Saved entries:
□ □ □ □

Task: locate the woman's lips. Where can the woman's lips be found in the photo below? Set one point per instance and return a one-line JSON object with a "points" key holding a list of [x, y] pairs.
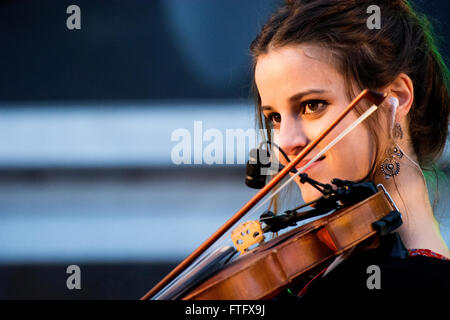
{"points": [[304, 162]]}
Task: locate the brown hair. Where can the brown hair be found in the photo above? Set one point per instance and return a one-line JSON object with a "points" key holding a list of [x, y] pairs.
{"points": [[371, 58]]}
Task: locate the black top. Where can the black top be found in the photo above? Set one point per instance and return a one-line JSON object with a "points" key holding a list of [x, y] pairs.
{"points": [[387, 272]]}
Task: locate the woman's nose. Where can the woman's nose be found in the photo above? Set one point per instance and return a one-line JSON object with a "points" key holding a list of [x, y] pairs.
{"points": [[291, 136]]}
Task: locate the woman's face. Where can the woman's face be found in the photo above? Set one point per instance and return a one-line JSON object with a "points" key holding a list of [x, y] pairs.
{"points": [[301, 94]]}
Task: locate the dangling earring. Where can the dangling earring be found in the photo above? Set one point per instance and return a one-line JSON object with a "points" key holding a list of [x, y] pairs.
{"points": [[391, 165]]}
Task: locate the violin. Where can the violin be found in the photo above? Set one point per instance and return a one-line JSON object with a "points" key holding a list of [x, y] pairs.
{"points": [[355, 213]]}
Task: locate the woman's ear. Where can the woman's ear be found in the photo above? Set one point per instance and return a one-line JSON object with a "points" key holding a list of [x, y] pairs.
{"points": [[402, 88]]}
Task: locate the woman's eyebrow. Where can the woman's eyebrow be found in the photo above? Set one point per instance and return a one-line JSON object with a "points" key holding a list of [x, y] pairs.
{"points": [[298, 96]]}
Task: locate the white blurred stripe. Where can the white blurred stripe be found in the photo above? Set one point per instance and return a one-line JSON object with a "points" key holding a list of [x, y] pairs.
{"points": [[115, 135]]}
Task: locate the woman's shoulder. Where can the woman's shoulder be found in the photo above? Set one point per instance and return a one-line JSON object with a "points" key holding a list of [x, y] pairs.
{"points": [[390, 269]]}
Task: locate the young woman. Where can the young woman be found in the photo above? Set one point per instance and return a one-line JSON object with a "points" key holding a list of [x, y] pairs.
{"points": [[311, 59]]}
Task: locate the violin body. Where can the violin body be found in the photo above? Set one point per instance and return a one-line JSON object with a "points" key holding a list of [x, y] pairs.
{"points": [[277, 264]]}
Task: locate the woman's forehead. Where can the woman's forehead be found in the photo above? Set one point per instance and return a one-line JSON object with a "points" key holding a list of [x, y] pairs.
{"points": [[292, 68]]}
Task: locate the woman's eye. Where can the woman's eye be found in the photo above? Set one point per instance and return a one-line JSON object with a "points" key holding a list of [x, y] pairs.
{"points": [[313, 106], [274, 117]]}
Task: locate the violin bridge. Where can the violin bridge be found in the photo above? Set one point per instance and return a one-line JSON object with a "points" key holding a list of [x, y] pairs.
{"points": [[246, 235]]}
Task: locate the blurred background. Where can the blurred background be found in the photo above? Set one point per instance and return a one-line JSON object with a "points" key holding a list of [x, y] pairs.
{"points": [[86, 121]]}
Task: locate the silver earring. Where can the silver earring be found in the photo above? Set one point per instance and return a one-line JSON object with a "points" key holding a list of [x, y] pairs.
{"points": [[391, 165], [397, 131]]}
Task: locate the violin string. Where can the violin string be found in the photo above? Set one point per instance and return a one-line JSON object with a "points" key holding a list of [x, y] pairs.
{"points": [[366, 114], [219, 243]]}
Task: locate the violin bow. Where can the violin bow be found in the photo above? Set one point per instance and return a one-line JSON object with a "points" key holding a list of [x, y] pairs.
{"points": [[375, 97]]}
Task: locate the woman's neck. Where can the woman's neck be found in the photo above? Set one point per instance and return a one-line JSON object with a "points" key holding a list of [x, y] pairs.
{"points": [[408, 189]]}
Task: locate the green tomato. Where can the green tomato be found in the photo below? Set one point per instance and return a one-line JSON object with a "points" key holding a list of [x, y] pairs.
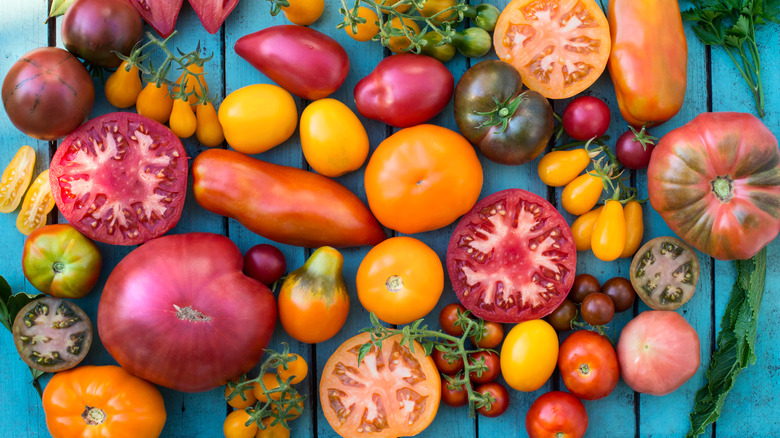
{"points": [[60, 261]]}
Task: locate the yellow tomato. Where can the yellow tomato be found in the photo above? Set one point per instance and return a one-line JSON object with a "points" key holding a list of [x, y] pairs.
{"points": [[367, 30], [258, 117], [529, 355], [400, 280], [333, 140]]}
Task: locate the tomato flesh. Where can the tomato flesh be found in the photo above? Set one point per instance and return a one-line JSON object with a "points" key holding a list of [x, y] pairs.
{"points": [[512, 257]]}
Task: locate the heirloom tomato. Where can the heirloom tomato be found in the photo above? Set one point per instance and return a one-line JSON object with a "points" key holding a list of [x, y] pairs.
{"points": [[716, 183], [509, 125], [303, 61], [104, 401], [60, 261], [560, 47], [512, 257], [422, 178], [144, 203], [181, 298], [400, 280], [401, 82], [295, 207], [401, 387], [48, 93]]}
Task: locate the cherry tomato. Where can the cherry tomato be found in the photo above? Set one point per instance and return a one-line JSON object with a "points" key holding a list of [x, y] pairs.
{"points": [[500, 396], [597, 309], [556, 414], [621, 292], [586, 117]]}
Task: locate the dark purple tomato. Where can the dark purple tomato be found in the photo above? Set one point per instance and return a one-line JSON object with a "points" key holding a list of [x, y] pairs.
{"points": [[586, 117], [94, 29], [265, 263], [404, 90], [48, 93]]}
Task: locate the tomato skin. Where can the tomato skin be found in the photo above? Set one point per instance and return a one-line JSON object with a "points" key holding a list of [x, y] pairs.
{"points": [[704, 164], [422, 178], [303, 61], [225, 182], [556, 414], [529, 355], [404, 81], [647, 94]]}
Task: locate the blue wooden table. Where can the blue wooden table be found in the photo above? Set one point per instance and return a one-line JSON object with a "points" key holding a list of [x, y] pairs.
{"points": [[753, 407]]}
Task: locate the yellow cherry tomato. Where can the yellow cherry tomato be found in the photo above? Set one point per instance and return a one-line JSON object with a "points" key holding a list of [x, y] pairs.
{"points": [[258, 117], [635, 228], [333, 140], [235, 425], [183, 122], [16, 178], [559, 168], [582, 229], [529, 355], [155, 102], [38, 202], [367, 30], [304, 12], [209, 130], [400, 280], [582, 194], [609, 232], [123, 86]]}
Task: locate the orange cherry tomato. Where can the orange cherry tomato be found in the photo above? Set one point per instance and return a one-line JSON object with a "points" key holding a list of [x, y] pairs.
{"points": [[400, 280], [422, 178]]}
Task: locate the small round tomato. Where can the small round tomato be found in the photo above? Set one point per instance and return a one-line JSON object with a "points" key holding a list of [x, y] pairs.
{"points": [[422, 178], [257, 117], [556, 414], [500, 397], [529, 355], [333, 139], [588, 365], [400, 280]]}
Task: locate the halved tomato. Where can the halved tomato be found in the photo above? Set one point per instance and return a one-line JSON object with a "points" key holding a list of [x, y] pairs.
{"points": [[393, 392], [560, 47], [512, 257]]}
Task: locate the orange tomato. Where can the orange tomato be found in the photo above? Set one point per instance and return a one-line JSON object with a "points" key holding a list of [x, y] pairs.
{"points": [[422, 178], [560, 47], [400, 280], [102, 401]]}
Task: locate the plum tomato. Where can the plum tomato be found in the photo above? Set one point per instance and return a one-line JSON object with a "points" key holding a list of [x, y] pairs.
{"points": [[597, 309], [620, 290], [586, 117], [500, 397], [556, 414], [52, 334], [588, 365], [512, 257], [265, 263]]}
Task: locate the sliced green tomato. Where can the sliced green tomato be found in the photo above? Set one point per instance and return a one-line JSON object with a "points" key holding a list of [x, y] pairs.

□ □ □ □

Problem description » Your copy must match the records above exactly, apart from the pictures, which are excluded.

Written solution »
Task: locate the woman's lips. Where can the woman's lips be found in the photo below? Set one point per instance and return a one-line JSON object with a "points" key holding a list of [x, y] pairs.
{"points": [[304, 162]]}
Task: locate the brown hair. Where can the brown hair be found in the photo above? Set one point per instance and return a one-line JSON object with a "points" key holding a list of [x, y] pairs.
{"points": [[371, 58]]}
Task: locate the black top. Where can the black top be found in the photo above? Set one point per instance and return a one-line JSON object with a "points" key holding a list of [x, y] pairs.
{"points": [[387, 272]]}
Task: locate the woman's nose. Where can the woman's nose be found in the photo above? Set one point per instance and return a one-line JSON object with a "points" key holding a list of [x, y] pairs.
{"points": [[291, 136]]}
Task: locate the woman's face. Where can the woman's face be found in the photo above? Set one point per instance and return a one-line JSON object with a "points" key holding a list of [x, y] pairs.
{"points": [[301, 94]]}
Task: locate the dangling earring. Where can the dangling earring be found in the photo above? Set one point per instance and return a one-line JSON object with a "points" key holding a list of [x, y] pairs.
{"points": [[391, 165]]}
Task: locate the violin. Where can the violin be found in the photo above? Set one point per instance and return a one-line JSON object with a "points" key holding a list of [x, y] pairs.
{"points": [[355, 213]]}
Task: locate the woman's ear. Where can the woman's ear be found in the photo above? Set one point per instance and return a one-line JSON object with a "points" key holding a list of [x, y] pairs.
{"points": [[402, 88]]}
Task: locate the woman's eyebrow. Where can the woman's eyebrow be found in the photo above? Set one point per instance and return a one-line JSON object with a "points" key holding a list of [x, y] pairs.
{"points": [[298, 96]]}
Task: locate the white blurred stripe. Where can the white blurred stripe be found in the photo above? Set one point per instance and return a one-line JSON object with a "points" key holding a list of [x, y] pairs.
{"points": [[115, 135]]}
Task: locate the woman's shoulder. Where can the woman's shoulder be found in the photo above? Set one point per instance and return a one-line JSON object with a "points" key holding a list of [x, y] pairs.
{"points": [[390, 269]]}
Task: locate the young woman. Where can the young woman be found in the photo above? Set one point per instance and return a one-line JSON object with a "points" key holding a list of [x, y] pairs.
{"points": [[311, 59]]}
Task: locate the violin body. Where can the violin body be found in the photo above? Set one point per instance and return a one-line JSON object with a "points" key holding a list of [x, y] pairs.
{"points": [[277, 264]]}
Task: locate the woman's forehead. Where can the woman's forehead be found in the photo above? Set one point per instance and return a one-line JSON object with a "points" key holding a list of [x, y] pairs.
{"points": [[292, 68]]}
Task: locate the woman's eye. Where can the woman's eye be found in the photo above? Set one point per instance and return a one-line JSON object with a "points" key holding a list of [x, y] pairs.
{"points": [[313, 106], [274, 117]]}
Task: locate the violin bridge. Where can the violin bridge be found in the photo above? Set one point per instance and return a one-line JSON object with a "points" key holding a list of [x, y] pairs.
{"points": [[246, 235]]}
Task: locate the blurred background. Where can the blurred background be found in the photo above? Set one point per instance and return a one-line JSON object with a "points" key holding a list of [x, y] pairs.
{"points": [[86, 121]]}
Task: locate the silver earring. Where can the silver earring be found in the photo above? Set one point per instance and return a one-line JSON object with a "points" key holding a list of [x, y] pairs.
{"points": [[391, 165], [397, 131]]}
Task: locate the violin string. Where can the violin string be found in the photo above? Set one point per instance and return a one-line JSON object with a "points" key holding a list of [x, y] pairs.
{"points": [[366, 114], [219, 243]]}
Task: locate the violin bow. Where can the violin bow be found in the photo above? Set one point per instance and return a one-line JSON object with a "points" key holding a list of [x, y] pairs.
{"points": [[375, 97]]}
Task: locate the woman's neck. Where can the woman's neck be found in the photo above? Set one point per instance and return a one-line JSON object with a "points" key holding a list of [x, y] pairs.
{"points": [[408, 189]]}
Task: locate the green tomato. Where can the green tomato be found in the photo below? Set one point per instance and return a one-line JSON object with a "points" key holding a list of [x, y] pairs.
{"points": [[60, 261]]}
Task: locate the yellow tomato. Where can the yellow tomato be found in the photo above? Set one point per instance and return a one-line JSON object with a "points" key holding a list of [x, y] pairs.
{"points": [[367, 30], [258, 117], [529, 355], [400, 280], [333, 140]]}
Task: locate the tomato flesh. Where can the tomato flesh be found in the photo above? Set one point per instance and return a one-line JSON object with a "points" key holding a list of [x, y] pairs.
{"points": [[512, 257]]}
Task: locate the heirloom tomato. Where can the heirloom tomato be found in the photo above? Set one point per instance and return a one-line JSON object with a "points" key holding a list of [x, y] pairs.
{"points": [[716, 183], [509, 125], [303, 61], [104, 401], [60, 261], [560, 47], [512, 257], [422, 178], [144, 203], [181, 298], [400, 280], [401, 82], [295, 207], [401, 387], [48, 93]]}
Task: locate the cherry tomato. Where can the cherry tomato be found in the photo above? Set one point per instance and return a one-line JSON object with a "points" key holding a list of [x, y] pairs.
{"points": [[500, 396], [597, 309], [556, 414], [621, 292], [586, 117]]}
Task: locate the dark purple tomato. Where can the dark purple tomato be found in the photo above? Set one point per instance and return a one-line JSON object with a "points" key holding a list of [x, y] pairs.
{"points": [[586, 117], [94, 29], [265, 263], [404, 90], [48, 93]]}
Task: locate the tomato skin. Where can the tomato skin be found in the photo above? Set one point per instance and return a one-line JSON object with a "points" key holding a list of [x, y] pairs.
{"points": [[704, 164], [422, 178], [303, 61], [225, 182], [556, 414], [529, 355], [404, 81], [647, 94]]}
Task: locate the blue wooden table. Where can the blue wooden table be found in the photo above? Set one point per instance and return a one-line JSON object with a "points" key holding a list of [x, y] pairs.
{"points": [[753, 407]]}
Task: locate the yellow cherry tomato. Where can the yellow cherry tomato be found in the photo above? Set one point per instance and return a one-line JSON object with a "points" key holding a list of [x, y] pairs.
{"points": [[258, 117], [635, 228], [333, 140], [235, 425], [183, 122], [16, 178], [559, 168], [582, 229], [529, 355], [155, 102], [38, 202], [367, 30], [304, 12], [209, 130], [400, 280], [582, 194], [609, 232], [123, 86]]}
Task: locate the orange cherry tomato. Where can the orange cherry tomato be found in the photo above? Set one point per instance and return a one-line JSON object with a "points" key holding a list of [x, y] pairs.
{"points": [[400, 280], [422, 178]]}
Task: locate the small round tomato. Where can the small round tomato be found in the photo above? Set one point per instance and return a one-line JSON object with a "points" key holding a list of [x, y] pairs.
{"points": [[422, 178], [257, 117], [556, 414], [500, 397], [529, 355], [333, 139], [588, 365], [400, 280]]}
Task: locate the halved tomato. Where can the halved tomato be found in the photo above? Set one point per instance and return a one-line JSON object with a "points" key holding a list of [x, y] pairs.
{"points": [[393, 392], [560, 47], [512, 257]]}
Task: locate the orange tomato. Where can the orange tomato be found in the photo above? Set one point per instance and return a one-line JSON object with a "points" key holding a list of [x, y] pairs.
{"points": [[422, 178], [560, 47], [400, 280], [102, 401]]}
Task: locate the plum tomato. Where can the plum tomato be found in the photo above? Set one point per instance and return a one-line JSON object with a "points" key holding a list of [x, y] pairs.
{"points": [[597, 309], [620, 290], [586, 117], [500, 397], [556, 414], [52, 334], [588, 365], [512, 257], [265, 263]]}
Task: locate the sliced green tomato. Where can the sliced green tomato be found in the photo above? Set one point per instance and return a one-line JSON object with a "points" key holding a list of [x, y] pairs.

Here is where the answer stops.